● **INPUT FOR THIS TASK**
────────────────────

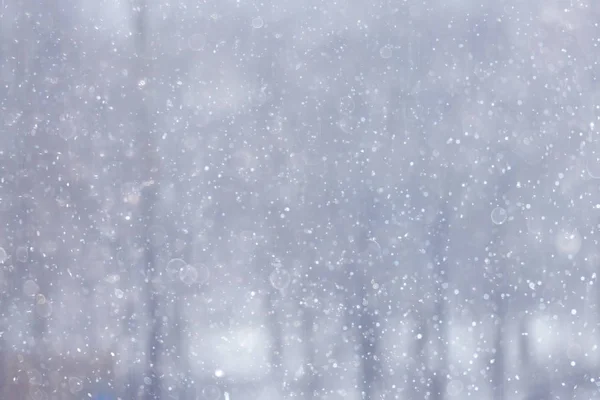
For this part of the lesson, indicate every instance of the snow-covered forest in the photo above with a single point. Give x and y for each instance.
(223, 200)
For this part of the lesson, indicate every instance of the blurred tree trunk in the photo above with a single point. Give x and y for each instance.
(367, 334)
(439, 244)
(276, 333)
(499, 278)
(149, 181)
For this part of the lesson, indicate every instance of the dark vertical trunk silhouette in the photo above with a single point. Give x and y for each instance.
(498, 367)
(149, 170)
(276, 333)
(311, 378)
(499, 277)
(363, 323)
(439, 245)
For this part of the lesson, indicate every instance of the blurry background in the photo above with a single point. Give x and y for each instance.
(299, 199)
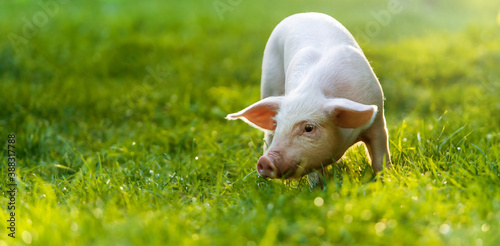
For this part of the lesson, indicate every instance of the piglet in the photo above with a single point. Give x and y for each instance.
(319, 96)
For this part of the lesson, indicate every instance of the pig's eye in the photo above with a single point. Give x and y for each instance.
(309, 128)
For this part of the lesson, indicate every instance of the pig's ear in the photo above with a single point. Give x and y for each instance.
(349, 114)
(260, 114)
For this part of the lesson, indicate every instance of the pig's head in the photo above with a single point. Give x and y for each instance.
(308, 132)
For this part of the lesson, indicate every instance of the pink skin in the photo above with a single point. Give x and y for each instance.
(307, 147)
(300, 146)
(319, 96)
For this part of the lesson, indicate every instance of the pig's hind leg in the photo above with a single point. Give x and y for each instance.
(273, 77)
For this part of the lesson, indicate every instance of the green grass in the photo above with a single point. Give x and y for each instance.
(107, 156)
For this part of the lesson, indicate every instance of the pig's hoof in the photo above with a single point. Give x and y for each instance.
(266, 168)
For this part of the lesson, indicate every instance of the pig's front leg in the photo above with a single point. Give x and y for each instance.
(376, 140)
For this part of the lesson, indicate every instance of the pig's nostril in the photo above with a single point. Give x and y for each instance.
(266, 168)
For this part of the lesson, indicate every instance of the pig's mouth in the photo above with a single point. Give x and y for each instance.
(267, 167)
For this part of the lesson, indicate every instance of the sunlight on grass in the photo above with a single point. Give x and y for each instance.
(119, 109)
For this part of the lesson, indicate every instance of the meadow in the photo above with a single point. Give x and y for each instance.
(118, 109)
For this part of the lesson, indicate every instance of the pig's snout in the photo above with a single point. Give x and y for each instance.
(266, 168)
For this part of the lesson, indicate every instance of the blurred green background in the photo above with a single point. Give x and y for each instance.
(118, 109)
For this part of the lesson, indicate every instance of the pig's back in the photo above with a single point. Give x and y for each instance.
(306, 30)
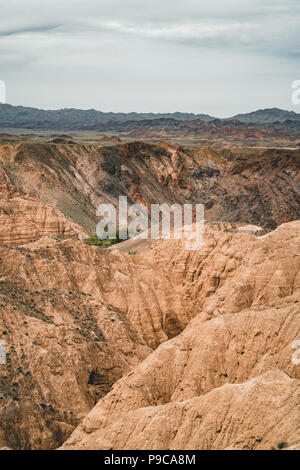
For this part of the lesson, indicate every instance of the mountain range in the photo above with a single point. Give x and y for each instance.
(21, 117)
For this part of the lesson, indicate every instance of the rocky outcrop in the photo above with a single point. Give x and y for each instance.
(222, 366)
(23, 221)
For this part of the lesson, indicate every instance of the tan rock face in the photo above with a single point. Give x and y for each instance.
(167, 348)
(260, 187)
(249, 333)
(230, 417)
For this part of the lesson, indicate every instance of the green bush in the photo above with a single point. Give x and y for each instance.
(282, 445)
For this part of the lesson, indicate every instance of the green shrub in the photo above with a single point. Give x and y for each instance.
(95, 241)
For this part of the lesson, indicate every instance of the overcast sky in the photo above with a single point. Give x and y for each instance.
(219, 57)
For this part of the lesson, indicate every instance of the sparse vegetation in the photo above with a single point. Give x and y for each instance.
(95, 241)
(282, 445)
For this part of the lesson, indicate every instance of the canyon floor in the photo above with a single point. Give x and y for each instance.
(149, 345)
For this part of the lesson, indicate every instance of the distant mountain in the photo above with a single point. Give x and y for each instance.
(77, 119)
(267, 116)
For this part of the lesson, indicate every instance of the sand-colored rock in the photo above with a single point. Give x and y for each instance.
(23, 221)
(230, 417)
(243, 338)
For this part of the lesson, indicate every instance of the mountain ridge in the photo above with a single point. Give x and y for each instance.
(71, 118)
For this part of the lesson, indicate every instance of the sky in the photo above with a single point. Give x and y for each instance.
(219, 57)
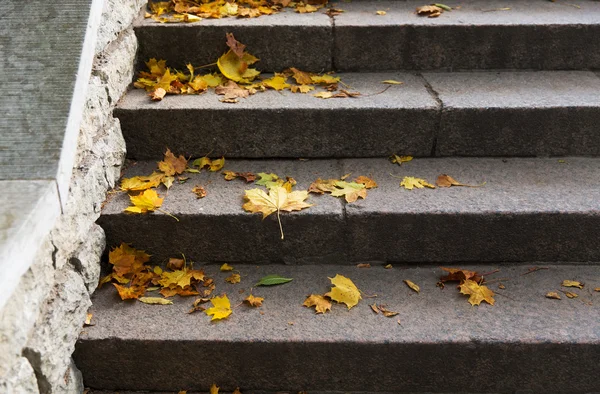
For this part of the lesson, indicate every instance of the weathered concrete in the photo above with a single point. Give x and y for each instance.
(529, 210)
(216, 228)
(525, 341)
(531, 35)
(282, 40)
(284, 124)
(518, 113)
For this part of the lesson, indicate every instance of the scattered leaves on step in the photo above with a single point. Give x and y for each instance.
(412, 285)
(221, 309)
(199, 191)
(254, 301)
(233, 278)
(344, 291)
(271, 280)
(553, 295)
(321, 304)
(477, 293)
(447, 181)
(410, 183)
(400, 159)
(155, 300)
(393, 82)
(431, 11)
(279, 199)
(147, 201)
(572, 283)
(247, 176)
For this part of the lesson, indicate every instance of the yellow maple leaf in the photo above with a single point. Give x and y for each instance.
(221, 309)
(344, 291)
(278, 82)
(320, 303)
(476, 292)
(410, 183)
(254, 301)
(278, 199)
(147, 201)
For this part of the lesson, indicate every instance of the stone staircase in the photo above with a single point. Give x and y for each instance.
(509, 98)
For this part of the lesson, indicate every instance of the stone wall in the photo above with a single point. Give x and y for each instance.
(42, 320)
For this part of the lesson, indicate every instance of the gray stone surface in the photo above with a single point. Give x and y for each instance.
(531, 35)
(285, 124)
(518, 113)
(216, 228)
(282, 40)
(442, 343)
(529, 209)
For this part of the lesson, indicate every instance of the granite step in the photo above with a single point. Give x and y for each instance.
(525, 113)
(530, 209)
(481, 34)
(437, 343)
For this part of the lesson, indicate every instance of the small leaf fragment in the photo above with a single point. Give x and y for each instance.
(320, 303)
(412, 285)
(271, 280)
(155, 300)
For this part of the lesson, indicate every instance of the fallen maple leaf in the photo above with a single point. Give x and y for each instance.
(254, 301)
(572, 283)
(320, 303)
(447, 181)
(410, 183)
(344, 291)
(412, 285)
(278, 199)
(476, 292)
(221, 309)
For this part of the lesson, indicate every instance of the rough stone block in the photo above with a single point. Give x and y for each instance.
(282, 40)
(518, 113)
(529, 210)
(532, 35)
(283, 124)
(442, 344)
(216, 228)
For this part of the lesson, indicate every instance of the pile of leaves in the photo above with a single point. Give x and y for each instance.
(175, 11)
(234, 78)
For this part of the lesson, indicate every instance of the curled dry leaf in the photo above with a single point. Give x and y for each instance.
(199, 191)
(320, 303)
(344, 291)
(410, 183)
(412, 285)
(477, 293)
(553, 295)
(221, 309)
(572, 283)
(254, 301)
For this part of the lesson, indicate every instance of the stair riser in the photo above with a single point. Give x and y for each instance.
(327, 238)
(371, 367)
(352, 132)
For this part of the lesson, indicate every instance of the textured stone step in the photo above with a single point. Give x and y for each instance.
(529, 210)
(531, 35)
(468, 114)
(442, 344)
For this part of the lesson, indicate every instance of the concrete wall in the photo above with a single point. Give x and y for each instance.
(42, 319)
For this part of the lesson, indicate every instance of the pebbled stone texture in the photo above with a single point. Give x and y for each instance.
(518, 113)
(216, 228)
(442, 344)
(529, 210)
(283, 124)
(532, 35)
(282, 40)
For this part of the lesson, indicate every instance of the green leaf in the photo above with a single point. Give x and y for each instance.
(271, 280)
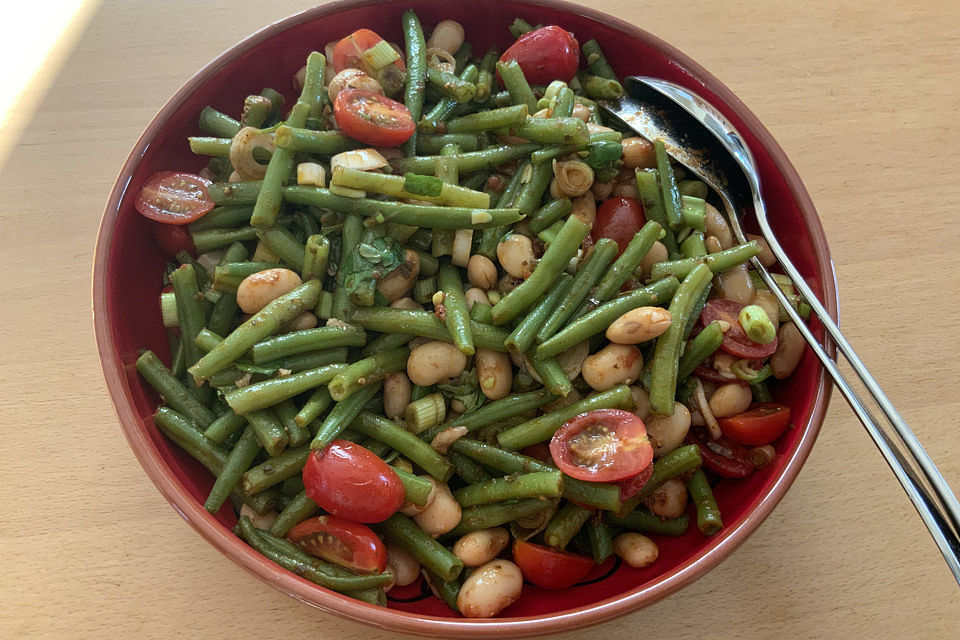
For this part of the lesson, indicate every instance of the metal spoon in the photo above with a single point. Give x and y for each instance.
(700, 138)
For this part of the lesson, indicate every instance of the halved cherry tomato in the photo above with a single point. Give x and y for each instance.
(173, 238)
(603, 445)
(174, 197)
(351, 482)
(341, 542)
(722, 456)
(547, 54)
(761, 424)
(348, 54)
(735, 340)
(372, 118)
(618, 219)
(548, 568)
(632, 485)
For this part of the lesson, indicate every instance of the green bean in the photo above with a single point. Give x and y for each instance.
(553, 262)
(284, 244)
(433, 143)
(299, 509)
(496, 411)
(591, 494)
(642, 520)
(226, 424)
(485, 78)
(446, 107)
(504, 117)
(342, 414)
(456, 318)
(467, 162)
(218, 124)
(424, 324)
(307, 340)
(597, 321)
(416, 489)
(543, 427)
(451, 86)
(550, 213)
(511, 75)
(604, 251)
(281, 164)
(416, 59)
(522, 337)
(325, 143)
(708, 513)
(623, 268)
(367, 371)
(269, 431)
(428, 552)
(700, 348)
(593, 56)
(666, 356)
(185, 435)
(276, 469)
(239, 460)
(538, 484)
(565, 524)
(263, 323)
(485, 516)
(409, 445)
(172, 391)
(412, 214)
(601, 541)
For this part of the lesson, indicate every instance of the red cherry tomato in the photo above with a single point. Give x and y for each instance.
(174, 197)
(372, 118)
(348, 54)
(722, 456)
(545, 55)
(173, 238)
(341, 542)
(603, 445)
(351, 482)
(548, 568)
(618, 219)
(760, 424)
(735, 340)
(632, 485)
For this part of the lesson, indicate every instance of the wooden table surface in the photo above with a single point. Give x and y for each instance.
(863, 99)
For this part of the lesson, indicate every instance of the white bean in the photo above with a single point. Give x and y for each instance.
(730, 399)
(516, 256)
(396, 394)
(443, 513)
(614, 364)
(635, 549)
(790, 345)
(435, 362)
(667, 432)
(639, 325)
(398, 282)
(447, 35)
(481, 272)
(494, 373)
(260, 289)
(669, 500)
(490, 589)
(480, 547)
(404, 566)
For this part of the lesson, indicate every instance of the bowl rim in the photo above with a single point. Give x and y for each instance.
(331, 602)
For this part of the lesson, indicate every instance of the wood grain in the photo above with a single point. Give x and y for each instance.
(863, 99)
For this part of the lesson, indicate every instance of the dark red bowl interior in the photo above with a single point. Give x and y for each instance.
(127, 281)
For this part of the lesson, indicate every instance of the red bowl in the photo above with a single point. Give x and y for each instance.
(128, 266)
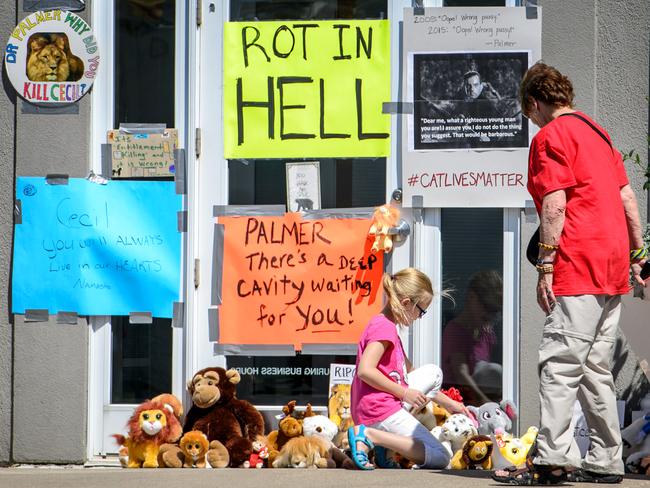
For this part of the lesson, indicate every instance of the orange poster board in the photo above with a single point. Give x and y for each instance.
(292, 281)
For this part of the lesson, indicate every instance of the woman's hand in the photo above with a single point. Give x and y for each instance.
(415, 398)
(545, 295)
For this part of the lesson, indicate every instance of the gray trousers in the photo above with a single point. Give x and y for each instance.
(575, 358)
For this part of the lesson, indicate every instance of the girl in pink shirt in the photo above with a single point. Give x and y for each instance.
(381, 397)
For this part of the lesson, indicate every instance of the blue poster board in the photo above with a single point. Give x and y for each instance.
(97, 249)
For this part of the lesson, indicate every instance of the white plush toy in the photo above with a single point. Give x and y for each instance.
(454, 432)
(320, 426)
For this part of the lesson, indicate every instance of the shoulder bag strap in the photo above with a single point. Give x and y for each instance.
(598, 131)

────────────────────

● **ASSIGNED TASK**
Give again only the lines starting at the one that contains "of the shoulder" and running to the end of the data.

● **WRITTEN SOLUTION**
For this part of the lesson, indicate every instance of the shoulder bag strap in the photo above with a single point. Give x and y for each instance.
(598, 131)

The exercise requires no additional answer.